#### Task instructions:
Recast everything from the line containing "the suit lapel" down to the end of the items as a JSON list of strings, one string per line, leaving out blank lines.

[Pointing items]

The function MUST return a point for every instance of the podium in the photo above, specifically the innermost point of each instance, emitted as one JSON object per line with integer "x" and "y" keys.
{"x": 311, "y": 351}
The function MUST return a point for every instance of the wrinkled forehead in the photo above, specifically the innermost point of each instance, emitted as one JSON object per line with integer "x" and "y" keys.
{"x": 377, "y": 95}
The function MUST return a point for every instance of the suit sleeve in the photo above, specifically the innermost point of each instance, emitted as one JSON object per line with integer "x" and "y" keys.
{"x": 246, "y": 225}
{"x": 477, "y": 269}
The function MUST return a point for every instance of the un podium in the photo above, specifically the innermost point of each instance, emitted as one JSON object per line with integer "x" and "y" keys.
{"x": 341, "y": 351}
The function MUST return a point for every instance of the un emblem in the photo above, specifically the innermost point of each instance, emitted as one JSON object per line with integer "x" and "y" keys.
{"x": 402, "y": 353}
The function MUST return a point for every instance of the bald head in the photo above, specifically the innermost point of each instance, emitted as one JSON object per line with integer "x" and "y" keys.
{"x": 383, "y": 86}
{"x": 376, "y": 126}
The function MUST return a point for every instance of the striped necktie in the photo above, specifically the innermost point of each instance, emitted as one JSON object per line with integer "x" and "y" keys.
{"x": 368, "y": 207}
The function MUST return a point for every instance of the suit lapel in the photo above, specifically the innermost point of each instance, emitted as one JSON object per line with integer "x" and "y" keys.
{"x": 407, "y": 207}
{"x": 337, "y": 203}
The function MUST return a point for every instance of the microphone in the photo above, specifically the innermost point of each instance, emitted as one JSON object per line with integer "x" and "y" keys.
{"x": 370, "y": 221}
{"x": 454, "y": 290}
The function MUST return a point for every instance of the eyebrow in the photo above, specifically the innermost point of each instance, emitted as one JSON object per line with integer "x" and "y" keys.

#### Solution to this problem:
[
  "The function MUST return a point for every instance of the suit lapel in the photo above, specifically the innermost point of each instance, emitted as one JSON object per line with integer \"x\" and \"y\" keys.",
  "{\"x\": 407, \"y\": 207}",
  "{\"x\": 337, \"y\": 203}",
  "The function MUST return a point for every instance of the microphone in the photo above, specifically the innermost point of each instance, emitted as one JSON object per line with integer \"x\" and \"y\" keys.",
  "{\"x\": 370, \"y\": 221}",
  "{\"x\": 454, \"y\": 290}",
  "The function MUST return a point for every instance of the eyebrow in the photo above, specifically the innermost point of each instance, emitted as one JSON object per line with integer \"x\" and \"y\" keys."
]